__SHORT TASK__
Collect every line from the entries below that contains the string "green", and copy each of those lines in full.

__Source records__
-=-=-=-=-
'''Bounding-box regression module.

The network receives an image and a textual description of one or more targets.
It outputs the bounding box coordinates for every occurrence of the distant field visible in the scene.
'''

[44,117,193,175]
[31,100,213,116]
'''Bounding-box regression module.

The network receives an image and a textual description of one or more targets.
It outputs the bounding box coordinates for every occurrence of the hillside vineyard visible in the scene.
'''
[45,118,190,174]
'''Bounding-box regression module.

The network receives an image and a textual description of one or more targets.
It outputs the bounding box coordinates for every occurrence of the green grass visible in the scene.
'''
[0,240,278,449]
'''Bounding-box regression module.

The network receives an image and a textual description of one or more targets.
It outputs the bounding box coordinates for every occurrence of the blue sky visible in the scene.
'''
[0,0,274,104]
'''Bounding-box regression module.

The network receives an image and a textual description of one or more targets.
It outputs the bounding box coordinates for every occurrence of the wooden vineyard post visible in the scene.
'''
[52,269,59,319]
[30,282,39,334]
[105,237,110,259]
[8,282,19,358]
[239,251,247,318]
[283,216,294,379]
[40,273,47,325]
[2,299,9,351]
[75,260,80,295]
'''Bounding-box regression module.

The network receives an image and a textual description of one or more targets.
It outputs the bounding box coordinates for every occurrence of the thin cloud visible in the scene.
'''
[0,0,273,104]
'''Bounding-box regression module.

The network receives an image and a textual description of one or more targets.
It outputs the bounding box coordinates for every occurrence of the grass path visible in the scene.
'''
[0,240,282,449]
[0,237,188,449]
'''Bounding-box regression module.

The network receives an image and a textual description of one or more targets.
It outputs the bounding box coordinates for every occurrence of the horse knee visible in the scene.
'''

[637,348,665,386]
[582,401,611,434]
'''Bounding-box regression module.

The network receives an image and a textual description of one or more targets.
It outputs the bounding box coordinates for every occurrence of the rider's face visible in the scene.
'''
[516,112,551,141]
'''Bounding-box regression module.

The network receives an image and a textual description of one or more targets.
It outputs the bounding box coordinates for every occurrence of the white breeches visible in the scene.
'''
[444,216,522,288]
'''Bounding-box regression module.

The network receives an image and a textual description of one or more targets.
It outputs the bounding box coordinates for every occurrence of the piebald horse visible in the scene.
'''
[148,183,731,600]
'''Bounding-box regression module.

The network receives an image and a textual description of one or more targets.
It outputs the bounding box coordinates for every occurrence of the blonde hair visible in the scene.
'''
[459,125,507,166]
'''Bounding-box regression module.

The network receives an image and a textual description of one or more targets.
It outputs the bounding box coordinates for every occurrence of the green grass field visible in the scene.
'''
-=-=-=-=-
__SOLUTION TO THE EXERCISE__
It outputs the bounding box coordinates for every occurrence of the green grass visible in the scene.
It outputs the bounding box coordinates for every occurrence of the green grass field visible in the scene.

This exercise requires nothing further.